● **Instruction**:
Drop the pictures from the entries below, then reproduce the rest exactly.

-- start Provided entries --

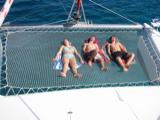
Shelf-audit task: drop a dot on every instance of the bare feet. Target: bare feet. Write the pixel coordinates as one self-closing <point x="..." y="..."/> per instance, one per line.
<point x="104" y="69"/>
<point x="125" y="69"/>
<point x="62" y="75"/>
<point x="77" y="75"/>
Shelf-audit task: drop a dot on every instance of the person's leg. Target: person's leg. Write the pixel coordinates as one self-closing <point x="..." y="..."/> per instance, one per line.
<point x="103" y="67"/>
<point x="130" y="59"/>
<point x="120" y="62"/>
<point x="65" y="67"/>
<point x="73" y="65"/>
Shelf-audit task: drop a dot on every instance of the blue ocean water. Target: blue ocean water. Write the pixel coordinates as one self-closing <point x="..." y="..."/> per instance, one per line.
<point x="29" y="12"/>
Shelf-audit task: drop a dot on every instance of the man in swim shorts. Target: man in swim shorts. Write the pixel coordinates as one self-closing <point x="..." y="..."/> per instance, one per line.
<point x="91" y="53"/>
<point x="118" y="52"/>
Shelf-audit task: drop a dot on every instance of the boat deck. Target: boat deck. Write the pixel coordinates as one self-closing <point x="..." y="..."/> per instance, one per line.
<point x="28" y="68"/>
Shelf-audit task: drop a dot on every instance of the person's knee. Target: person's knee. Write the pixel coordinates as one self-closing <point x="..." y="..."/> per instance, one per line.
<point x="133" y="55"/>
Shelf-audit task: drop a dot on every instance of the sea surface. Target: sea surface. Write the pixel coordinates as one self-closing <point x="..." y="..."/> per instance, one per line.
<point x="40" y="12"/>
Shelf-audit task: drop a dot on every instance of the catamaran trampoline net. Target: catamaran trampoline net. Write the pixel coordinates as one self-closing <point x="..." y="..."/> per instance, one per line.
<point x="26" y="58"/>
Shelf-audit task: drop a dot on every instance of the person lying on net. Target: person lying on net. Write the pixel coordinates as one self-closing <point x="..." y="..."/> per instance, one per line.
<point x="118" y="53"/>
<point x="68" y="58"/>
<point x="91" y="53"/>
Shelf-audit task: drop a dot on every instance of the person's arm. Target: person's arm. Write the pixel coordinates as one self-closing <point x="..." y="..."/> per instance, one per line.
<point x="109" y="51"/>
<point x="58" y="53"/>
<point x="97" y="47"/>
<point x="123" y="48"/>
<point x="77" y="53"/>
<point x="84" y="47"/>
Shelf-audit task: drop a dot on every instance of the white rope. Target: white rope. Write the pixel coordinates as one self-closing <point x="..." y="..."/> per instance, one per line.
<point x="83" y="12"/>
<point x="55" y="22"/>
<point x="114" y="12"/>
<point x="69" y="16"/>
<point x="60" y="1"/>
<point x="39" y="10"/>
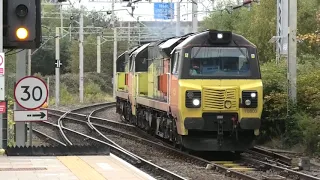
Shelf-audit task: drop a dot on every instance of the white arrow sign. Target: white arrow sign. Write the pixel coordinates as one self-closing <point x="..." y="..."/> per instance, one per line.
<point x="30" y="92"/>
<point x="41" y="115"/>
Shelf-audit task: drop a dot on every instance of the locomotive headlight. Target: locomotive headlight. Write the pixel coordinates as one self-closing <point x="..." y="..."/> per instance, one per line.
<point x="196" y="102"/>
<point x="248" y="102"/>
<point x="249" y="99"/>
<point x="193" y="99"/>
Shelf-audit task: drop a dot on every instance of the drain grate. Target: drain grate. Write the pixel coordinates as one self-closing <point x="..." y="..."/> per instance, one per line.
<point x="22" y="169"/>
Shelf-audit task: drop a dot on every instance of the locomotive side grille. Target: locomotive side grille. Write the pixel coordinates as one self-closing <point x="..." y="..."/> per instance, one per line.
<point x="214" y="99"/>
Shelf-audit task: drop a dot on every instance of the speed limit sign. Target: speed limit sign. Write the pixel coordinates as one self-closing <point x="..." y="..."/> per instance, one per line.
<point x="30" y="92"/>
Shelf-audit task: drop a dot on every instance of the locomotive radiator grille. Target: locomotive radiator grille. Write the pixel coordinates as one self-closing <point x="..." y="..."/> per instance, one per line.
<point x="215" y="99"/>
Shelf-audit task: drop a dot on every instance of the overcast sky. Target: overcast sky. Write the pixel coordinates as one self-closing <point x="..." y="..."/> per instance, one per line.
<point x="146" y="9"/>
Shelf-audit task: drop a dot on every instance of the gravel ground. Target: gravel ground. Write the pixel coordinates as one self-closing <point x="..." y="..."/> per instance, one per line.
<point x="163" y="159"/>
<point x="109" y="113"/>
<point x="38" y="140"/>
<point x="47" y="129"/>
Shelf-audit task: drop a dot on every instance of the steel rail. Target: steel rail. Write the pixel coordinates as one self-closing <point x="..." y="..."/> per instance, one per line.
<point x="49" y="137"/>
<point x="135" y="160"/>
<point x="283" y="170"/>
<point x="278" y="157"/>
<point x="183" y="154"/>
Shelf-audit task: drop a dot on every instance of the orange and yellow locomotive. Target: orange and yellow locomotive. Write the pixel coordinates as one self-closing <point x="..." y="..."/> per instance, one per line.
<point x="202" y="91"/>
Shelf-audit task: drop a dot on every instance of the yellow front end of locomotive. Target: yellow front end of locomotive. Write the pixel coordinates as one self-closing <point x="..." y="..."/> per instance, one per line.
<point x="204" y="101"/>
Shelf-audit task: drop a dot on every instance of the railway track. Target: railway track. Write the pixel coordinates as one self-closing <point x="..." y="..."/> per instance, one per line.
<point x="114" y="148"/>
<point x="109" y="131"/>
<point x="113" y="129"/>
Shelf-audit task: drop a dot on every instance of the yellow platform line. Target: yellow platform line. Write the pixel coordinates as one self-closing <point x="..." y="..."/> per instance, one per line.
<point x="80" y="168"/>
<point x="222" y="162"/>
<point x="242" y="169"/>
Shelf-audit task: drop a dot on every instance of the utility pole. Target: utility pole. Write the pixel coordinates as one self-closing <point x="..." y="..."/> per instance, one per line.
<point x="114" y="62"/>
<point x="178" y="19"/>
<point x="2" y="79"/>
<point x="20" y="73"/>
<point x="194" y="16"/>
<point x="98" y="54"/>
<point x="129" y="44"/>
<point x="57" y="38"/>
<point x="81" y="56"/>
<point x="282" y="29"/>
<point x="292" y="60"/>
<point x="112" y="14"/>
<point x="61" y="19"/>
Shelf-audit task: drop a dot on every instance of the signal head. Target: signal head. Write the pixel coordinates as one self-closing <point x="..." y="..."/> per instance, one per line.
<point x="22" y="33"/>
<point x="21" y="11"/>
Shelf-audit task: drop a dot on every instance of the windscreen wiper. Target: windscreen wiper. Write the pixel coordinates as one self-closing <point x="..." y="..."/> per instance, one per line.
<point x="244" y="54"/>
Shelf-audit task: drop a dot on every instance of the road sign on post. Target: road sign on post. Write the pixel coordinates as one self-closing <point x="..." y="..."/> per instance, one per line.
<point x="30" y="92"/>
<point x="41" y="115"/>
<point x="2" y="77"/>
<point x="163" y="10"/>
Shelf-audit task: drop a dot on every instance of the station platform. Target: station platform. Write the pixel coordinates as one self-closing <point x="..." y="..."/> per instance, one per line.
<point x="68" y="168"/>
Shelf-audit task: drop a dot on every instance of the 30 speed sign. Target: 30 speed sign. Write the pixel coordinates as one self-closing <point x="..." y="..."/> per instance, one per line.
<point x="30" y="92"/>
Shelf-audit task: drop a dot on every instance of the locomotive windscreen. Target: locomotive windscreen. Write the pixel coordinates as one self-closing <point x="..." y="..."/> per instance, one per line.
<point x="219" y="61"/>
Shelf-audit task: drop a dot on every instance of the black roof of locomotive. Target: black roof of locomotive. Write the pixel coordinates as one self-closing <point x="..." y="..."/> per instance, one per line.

-- end Provided entries --

● **Written answer**:
Shelf-audit task: drop a dot on every instance of the bare feet. Target: bare feet. Write the pixel coordinates as one self-closing <point x="..." y="..."/> per instance, one per line.
<point x="104" y="69"/>
<point x="125" y="69"/>
<point x="62" y="75"/>
<point x="77" y="75"/>
Shelf-audit task: drop a dot on every instance of the person's leg. Target: person's leg. Write the pixel coordinates as one self-closing <point x="..." y="..."/> per instance, one per line.
<point x="103" y="67"/>
<point x="130" y="59"/>
<point x="120" y="62"/>
<point x="65" y="67"/>
<point x="73" y="65"/>
Shelf-audit task: drop a dot on every instance of the blue ocean water. Target: blue ocean water. Write the pixel coordinates as one self-closing <point x="..." y="..."/> per instance, one per line.
<point x="29" y="12"/>
Shelf-audit task: drop a dot on every instance of the man in swim shorts. Target: man in swim shorts. Write the pixel coordinates as one self-closing <point x="..." y="..."/> per instance, one per line.
<point x="91" y="53"/>
<point x="118" y="52"/>
Shelf-audit task: drop a dot on every instance of the boat deck. Target: boat deck. Write the pixel coordinates as one self-closing <point x="..." y="..."/> per instance, one per line.
<point x="28" y="68"/>
Shelf-audit task: drop a dot on every instance of the person's knee. Target: person's knee. Write the pixel coordinates as one self-closing <point x="..." y="..."/> per instance, one per line.
<point x="133" y="55"/>
Shelf-audit task: drop a dot on every instance of the sea surface. Target: sea surface. Write the pixel coordinates as one self-closing <point x="..." y="..."/> per instance, one per line.
<point x="40" y="12"/>
Shelf-audit task: drop a dot on every instance of the catamaran trampoline net. Target: catamaran trampoline net. Write the pixel coordinates as one self-closing <point x="..." y="..."/> per instance, one per line.
<point x="26" y="58"/>
Shelf-audit task: drop a dot on every instance of the person lying on net. Target: person lying on net. Write the pixel coordinates as one self-closing <point x="..." y="..."/> per instance, one per line.
<point x="118" y="53"/>
<point x="68" y="58"/>
<point x="91" y="53"/>
Shelf-audit task: drop a dot on every instance of the person's arm. Target: person's arm. Write the pixel coordinates as one self-closing <point x="..." y="..."/> per instance, one per line.
<point x="109" y="51"/>
<point x="58" y="53"/>
<point x="97" y="47"/>
<point x="123" y="48"/>
<point x="77" y="53"/>
<point x="84" y="47"/>
Shelf-audit task: drop a dot on every instance of the white rope. Target: white rope. Write the pixel coordinates as one self-closing <point x="..." y="..."/> per instance, one per line.
<point x="83" y="12"/>
<point x="55" y="22"/>
<point x="114" y="12"/>
<point x="69" y="16"/>
<point x="60" y="1"/>
<point x="39" y="10"/>
Shelf-audit task: drop a dot on every instance of the white arrow sign. Target: white arrow sign. Write the pixel coordinates as one self-closing <point x="..." y="..."/> per instance, one per line.
<point x="30" y="92"/>
<point x="41" y="115"/>
Shelf-audit task: drop a dot on every instance of the locomotive headlight. Target: locomotive headlight. Write the pixel coordinates as one self-closing <point x="..." y="..."/> per instance, one per line.
<point x="196" y="102"/>
<point x="248" y="102"/>
<point x="249" y="99"/>
<point x="193" y="99"/>
Shelf-audit task: drop a dot on every instance of the drain grate. Target: drain grate. Write the pixel coordinates as one self-closing <point x="..." y="..."/> per instance, one per line.
<point x="22" y="169"/>
Shelf-audit task: drop a dot on every instance of the locomotive side grille. Target: locomotive side grille. Write the pixel coordinates as one self-closing <point x="..." y="..."/> per instance, one per line.
<point x="214" y="99"/>
Shelf-audit task: drop a dot on every instance of the speed limit sign. Target: speed limit sign. Write the pixel coordinates as one self-closing <point x="..." y="..."/> per instance, one per line.
<point x="30" y="92"/>
Shelf-audit task: drop a dot on every instance of the locomotive radiator grille. Target: locomotive radiator grille. Write the pixel coordinates as one self-closing <point x="..." y="..."/> per instance, one per line.
<point x="215" y="99"/>
Shelf-audit task: drop a dot on every instance of the overcast sky. Target: overcast sky. Write the pixel coordinates as one self-closing <point x="..." y="..."/> per instance, one per line.
<point x="146" y="9"/>
Shelf-audit task: drop a dot on every instance of the gravel ground. Target: gravel ground. Write the pixel coordinates as one self-closing <point x="..." y="..."/> per instance, one per line.
<point x="163" y="159"/>
<point x="109" y="113"/>
<point x="38" y="140"/>
<point x="47" y="129"/>
Shelf-audit task: drop a dot on every instance of the steel rail. Target: steel rail. Write the pixel coordinates as one self-closing <point x="..." y="..."/> per instance, one per line.
<point x="49" y="137"/>
<point x="135" y="160"/>
<point x="283" y="170"/>
<point x="278" y="157"/>
<point x="183" y="154"/>
Shelf-audit task: drop a dot on every instance of the orange and yellow locomotive. Target: orange and yellow locomotive. Write the pixel coordinates as one self-closing <point x="..." y="..."/> per instance, one per line.
<point x="202" y="91"/>
Shelf-audit task: drop a dot on every instance of the yellow front end of locomotive. Target: yellow front end of locomotive. Write the pixel coordinates as one self-closing <point x="..." y="..."/> per instance, one per line.
<point x="204" y="101"/>
Shelf-audit task: drop a dot on every instance of the railway track. Target: railway track. Write the pixel coordinates as one self-closing <point x="..." y="..."/> per instance, one per line.
<point x="114" y="148"/>
<point x="109" y="131"/>
<point x="113" y="129"/>
Shelf-audit task: drop a dot on every instance of the yellow platform line. Target: yellow platform line. Write the pixel coordinates as one self-closing <point x="..." y="..."/> per instance, one per line.
<point x="80" y="168"/>
<point x="222" y="162"/>
<point x="242" y="169"/>
Shelf-audit task: drop a dot on every instance of the utility pole. Target: utility pole. Write the pixel coordinates as one self-closing <point x="..." y="..."/> per instance, one per line.
<point x="114" y="62"/>
<point x="178" y="19"/>
<point x="2" y="79"/>
<point x="20" y="73"/>
<point x="194" y="16"/>
<point x="98" y="54"/>
<point x="129" y="44"/>
<point x="57" y="38"/>
<point x="81" y="56"/>
<point x="282" y="29"/>
<point x="292" y="60"/>
<point x="112" y="14"/>
<point x="61" y="19"/>
Shelf-audit task: drop a dot on every instance of the signal head. Target: signal head. Write the pixel coordinates as one self-closing <point x="..." y="..."/> per instance, one per line.
<point x="22" y="33"/>
<point x="21" y="11"/>
Shelf-audit task: drop a dot on every instance of the windscreen wiper. Target: windscreen wiper. Write the pixel coordinates as one self-closing <point x="..." y="..."/> per instance, one per line.
<point x="244" y="54"/>
Shelf-audit task: drop a dot on every instance of the road sign on post. Target: road sign on post. Write the pixel coordinates as one self-closing <point x="..." y="..."/> per instance, one per line.
<point x="30" y="92"/>
<point x="41" y="115"/>
<point x="2" y="77"/>
<point x="163" y="10"/>
Shelf-audit task: drop a dot on every instance of the station platform. Target: station platform. Write the pixel coordinates as one self-closing <point x="..." y="..."/> per instance, one per line.
<point x="68" y="168"/>
Shelf-audit task: drop a dot on every instance of the 30 speed sign. Target: 30 speed sign. Write the pixel coordinates as one self-closing <point x="..." y="..."/> per instance, one per line.
<point x="30" y="92"/>
Shelf-audit task: drop a dot on every instance of the locomotive windscreen. Target: locomotive windscreen. Write the pixel coordinates as one self-closing <point x="..." y="..."/> per instance, one per line.
<point x="219" y="61"/>
Shelf-audit task: drop a dot on every instance of the black roof of locomotive. Target: black roof of locomotive. Write the pixel coordinates as one self-closing <point x="..." y="..."/> per instance, one per line.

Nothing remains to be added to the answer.